INVESTMENT MANAGEMENT AGREEMENT. Reserve Management Company, Inc. ("RMCI or
Adviser"), 14 Locust Place, Manhasset, NY 11030, a registered investment
adviser, manages the Fund and provide it with investment advice. Since November
15, 1971, the Adviser and its affiliates have been advising The Reserve Funds,
which currently have assets in excess of $4.7 billion. Under the Investment
Management Agreement, RMCI manages the Fund's investments, including effecting
purchases and sales thereof, in furtherance of each the Fund's investment
objective and policies, subject to overall control and direction of the
Trustees.

    For its management and advisory services, and for paying the ordinary
operating expenses of the Fund, the adviser is paid a comprehensive fee by the
Fund calculated at 0.80% per annum of the average daily net assets of the Fund.
For the fiscal years ended May 31, 1996 and 1997, RMCI waived all of its
comprehensive fee and for fiscal year ended May 31, 1998, RMCI waived 0.40% of
its comprehensive fee.

    From time to time, RMCI may waive receipt of its fees and/or voluntarily
assume certain expenses of the Fund which would have the effect of lowering the
Fund's Portfolio's expense ratio and increasing yield to investors at the time
such amounts are assumed or waived, as the case may be. RMCI may also make such
advertising and promotional expenditures, using its own resources, as it from
time to time deems appropriate.

EXPENSE LIMITATION. The Investment Management Agreement for the Fund provide
that RMCI will reimburse the Fund for the amount by which the Fund's costs and
expenses paid RMCI (exclusive of brokerage fees and commissions, interest,
taxes and extraordinary legal fees and expenses) exceed 1% of its average daily
closing net assets.

▶ **List of tasks**
A. From the investment management agreement text, quote everything from "For its management" down to "of the Fund.".
B. In the investment management agreement text, what annual rate of the Fund's average daily net assets sets the comprehensive fee paid to the adviser?
C. Carry on the investment management agreement text past its final sentence.

▶ **Stored records**
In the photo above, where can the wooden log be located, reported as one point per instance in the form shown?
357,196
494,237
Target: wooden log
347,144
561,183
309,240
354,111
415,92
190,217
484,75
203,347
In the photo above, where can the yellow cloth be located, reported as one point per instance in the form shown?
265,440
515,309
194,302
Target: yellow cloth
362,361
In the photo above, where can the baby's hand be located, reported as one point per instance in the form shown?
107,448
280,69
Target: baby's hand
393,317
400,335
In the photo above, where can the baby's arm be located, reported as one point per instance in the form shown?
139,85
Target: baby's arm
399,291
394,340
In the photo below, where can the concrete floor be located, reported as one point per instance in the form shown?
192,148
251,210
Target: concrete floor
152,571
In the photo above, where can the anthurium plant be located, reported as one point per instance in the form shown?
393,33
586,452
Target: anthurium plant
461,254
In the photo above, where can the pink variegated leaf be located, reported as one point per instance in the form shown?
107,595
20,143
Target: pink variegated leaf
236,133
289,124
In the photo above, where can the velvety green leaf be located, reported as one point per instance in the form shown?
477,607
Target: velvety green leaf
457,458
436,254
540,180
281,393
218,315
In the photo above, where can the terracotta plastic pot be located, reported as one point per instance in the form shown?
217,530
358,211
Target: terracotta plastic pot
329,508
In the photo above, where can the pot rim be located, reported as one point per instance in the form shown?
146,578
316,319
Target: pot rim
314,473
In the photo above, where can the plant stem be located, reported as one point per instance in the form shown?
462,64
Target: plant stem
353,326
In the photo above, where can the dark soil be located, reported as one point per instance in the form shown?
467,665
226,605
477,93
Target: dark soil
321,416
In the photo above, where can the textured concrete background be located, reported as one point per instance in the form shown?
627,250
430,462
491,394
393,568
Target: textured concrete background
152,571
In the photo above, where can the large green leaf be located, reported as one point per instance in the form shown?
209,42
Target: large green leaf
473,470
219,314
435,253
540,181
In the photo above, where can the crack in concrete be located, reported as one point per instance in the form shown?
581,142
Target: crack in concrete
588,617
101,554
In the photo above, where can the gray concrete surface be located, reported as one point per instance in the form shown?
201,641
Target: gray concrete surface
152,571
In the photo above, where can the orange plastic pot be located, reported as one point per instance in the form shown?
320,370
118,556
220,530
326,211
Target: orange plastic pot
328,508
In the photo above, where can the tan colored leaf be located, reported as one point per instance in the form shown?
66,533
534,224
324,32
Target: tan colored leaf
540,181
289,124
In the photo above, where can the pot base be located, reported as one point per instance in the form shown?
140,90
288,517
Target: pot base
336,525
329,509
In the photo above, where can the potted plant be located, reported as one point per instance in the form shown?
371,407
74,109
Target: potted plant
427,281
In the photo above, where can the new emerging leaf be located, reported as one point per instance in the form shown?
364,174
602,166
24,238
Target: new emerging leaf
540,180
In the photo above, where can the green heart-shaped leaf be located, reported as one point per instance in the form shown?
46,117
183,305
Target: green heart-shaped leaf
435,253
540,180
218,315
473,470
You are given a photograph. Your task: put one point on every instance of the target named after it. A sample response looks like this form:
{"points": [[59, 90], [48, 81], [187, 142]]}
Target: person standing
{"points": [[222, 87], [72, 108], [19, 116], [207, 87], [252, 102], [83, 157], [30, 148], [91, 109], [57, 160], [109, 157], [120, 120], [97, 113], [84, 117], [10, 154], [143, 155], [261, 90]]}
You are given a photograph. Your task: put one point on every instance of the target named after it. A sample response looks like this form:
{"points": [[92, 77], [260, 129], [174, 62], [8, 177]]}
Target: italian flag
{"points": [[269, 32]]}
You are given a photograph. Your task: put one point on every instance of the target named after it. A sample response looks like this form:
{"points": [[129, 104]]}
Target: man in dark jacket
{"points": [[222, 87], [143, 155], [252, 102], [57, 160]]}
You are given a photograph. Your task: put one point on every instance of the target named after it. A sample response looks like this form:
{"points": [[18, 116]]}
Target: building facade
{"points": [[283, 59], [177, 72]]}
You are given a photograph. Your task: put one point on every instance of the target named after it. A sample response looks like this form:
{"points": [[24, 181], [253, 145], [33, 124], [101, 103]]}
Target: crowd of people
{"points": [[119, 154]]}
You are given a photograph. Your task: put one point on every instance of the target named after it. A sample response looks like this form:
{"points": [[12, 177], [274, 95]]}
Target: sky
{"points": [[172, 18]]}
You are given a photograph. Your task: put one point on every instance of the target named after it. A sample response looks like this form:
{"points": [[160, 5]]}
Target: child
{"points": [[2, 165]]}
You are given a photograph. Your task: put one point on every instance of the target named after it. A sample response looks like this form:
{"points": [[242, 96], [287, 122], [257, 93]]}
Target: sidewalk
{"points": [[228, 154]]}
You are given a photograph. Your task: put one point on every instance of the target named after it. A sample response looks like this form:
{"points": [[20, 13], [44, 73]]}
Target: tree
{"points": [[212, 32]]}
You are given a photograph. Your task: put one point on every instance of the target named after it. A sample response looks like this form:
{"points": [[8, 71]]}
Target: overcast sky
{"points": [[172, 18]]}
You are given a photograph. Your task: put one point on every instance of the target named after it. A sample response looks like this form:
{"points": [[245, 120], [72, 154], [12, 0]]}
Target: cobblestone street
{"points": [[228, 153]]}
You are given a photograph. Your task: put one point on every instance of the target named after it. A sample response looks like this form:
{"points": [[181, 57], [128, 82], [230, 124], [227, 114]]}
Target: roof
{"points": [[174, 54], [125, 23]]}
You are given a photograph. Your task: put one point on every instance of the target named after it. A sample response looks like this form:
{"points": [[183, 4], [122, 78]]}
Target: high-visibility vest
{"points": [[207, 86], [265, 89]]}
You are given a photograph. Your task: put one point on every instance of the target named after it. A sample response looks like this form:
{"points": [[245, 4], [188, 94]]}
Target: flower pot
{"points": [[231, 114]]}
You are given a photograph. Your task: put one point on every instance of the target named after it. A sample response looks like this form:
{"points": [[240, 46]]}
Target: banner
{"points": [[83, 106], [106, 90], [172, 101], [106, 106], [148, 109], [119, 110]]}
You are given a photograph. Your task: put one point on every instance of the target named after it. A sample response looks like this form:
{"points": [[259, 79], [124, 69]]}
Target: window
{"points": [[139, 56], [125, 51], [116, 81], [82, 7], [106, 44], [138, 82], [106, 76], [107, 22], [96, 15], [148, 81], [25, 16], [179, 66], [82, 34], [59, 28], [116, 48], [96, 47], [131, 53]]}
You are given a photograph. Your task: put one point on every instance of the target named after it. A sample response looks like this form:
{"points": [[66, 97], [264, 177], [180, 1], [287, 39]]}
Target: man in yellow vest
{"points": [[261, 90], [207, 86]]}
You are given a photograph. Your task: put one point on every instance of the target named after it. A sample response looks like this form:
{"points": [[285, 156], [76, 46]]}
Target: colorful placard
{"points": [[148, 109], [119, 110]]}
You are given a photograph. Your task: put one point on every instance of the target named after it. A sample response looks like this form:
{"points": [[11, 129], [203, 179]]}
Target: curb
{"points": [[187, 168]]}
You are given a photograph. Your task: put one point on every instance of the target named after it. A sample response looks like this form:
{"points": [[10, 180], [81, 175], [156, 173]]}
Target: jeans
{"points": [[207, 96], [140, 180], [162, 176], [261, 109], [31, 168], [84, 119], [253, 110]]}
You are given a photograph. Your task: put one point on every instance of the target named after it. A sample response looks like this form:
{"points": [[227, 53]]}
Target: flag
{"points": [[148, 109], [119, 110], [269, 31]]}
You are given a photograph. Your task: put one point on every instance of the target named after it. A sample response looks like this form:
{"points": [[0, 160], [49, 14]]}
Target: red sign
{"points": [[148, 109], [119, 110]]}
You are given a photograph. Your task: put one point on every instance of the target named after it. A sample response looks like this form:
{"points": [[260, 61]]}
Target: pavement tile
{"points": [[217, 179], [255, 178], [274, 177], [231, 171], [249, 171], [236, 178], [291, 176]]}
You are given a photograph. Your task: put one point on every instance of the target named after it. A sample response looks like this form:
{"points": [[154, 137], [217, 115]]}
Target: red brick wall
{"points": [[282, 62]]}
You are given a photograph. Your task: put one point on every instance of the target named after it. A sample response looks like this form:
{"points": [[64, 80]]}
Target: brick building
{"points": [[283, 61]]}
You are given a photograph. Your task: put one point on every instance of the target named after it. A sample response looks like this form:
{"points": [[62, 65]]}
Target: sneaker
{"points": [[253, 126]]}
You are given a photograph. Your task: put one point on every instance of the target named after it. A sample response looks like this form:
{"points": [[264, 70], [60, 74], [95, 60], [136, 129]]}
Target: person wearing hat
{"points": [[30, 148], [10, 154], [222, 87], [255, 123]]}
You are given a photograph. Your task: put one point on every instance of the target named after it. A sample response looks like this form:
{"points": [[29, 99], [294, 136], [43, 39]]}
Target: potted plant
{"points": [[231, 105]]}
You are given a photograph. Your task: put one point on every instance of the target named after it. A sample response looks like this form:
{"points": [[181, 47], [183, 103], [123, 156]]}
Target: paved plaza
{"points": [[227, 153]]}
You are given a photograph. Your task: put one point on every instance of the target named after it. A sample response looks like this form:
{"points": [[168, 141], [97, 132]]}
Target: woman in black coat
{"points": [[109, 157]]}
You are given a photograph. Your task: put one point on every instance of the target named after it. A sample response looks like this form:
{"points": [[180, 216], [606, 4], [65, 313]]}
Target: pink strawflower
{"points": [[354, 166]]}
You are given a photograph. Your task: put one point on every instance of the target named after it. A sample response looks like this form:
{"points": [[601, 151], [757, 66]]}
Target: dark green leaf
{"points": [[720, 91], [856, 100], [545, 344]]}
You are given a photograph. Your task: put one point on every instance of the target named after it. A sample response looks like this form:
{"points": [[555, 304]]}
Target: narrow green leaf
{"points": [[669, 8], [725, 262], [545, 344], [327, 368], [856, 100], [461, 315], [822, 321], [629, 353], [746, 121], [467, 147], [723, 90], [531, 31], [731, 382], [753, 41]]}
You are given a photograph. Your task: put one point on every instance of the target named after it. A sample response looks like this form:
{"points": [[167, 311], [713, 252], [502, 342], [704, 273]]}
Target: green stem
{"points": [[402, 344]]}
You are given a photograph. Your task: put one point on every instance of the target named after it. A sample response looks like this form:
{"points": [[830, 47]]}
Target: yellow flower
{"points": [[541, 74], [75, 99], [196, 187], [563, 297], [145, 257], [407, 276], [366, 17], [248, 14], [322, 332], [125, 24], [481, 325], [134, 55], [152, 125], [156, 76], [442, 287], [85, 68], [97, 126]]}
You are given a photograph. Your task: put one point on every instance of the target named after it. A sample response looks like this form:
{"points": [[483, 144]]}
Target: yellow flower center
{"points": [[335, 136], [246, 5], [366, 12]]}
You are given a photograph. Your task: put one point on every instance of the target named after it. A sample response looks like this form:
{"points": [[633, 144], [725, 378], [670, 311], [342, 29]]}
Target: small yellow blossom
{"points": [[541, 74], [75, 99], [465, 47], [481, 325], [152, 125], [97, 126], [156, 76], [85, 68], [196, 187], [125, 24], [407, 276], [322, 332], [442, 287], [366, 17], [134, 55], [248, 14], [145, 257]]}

▶ **Answers**
A.
For its management and advisory services, and for paying the ordinary
operating expenses of the Fund, the adviser is paid a comprehensive fee by the
Fund calculated at 0.80% per annum of the average daily net assets of the Fund.

B. 0.80% per annum

C.
DISTRIBUTION AGREEMENT. The Fund's Distributor is Resrv Partners, Inc.
("RESRV"), 810 Seventh Avenue, New York, NY 10019. The Fund has authorized the
Distributor, in connection with its sale of Fund shares, to give only such
information and to make only such statements and representations as are
contained in the Prospectus dated July 31, 1998. Sales may be made only by the
Prospectus. The Distributors may offer and sell shares of the Fund pursuant to
a separate Prospectus applicable to such Distributor. The Distributors are
"principal underwriters" for the Fund within the meaning of the 1940 Act, and
as such, act as agent in arranging for the continuous offering of Fund shares.
The Distributors have the right to enter into selected dealer agreements with
brokers or other persons of their choice for the sale of Fund shares. Parties
to selected dealer agreements may receive assistance payments, if they qualify
for such payments, under the Plan of Distribution described below. RESRV's
principal business is the distribution of mutual fund shares. No Distributor
has retained underwriting commissions on the sale of Fund shares during the
last two fiscal years.

    The Distribution Agreements may be renewed annually if specifically
approved by the Board of Trustees and by the vote of a majority of the
disinterested Trustees cast in person at a meeting called for the purpose of
voting on such approval or by the vote of a majority of the outstanding voting
securities of the Fund.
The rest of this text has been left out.